== Exercise instructions ==
State how many lines in the rows below contain the string "bottom". Give only the number.

== Entries supplied ==
** START **

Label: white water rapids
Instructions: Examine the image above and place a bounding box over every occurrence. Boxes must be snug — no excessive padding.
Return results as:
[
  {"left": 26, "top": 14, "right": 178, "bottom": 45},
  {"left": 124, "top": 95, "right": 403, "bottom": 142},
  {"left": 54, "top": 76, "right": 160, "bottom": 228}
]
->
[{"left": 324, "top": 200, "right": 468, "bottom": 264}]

** END **

== Answer below ==
4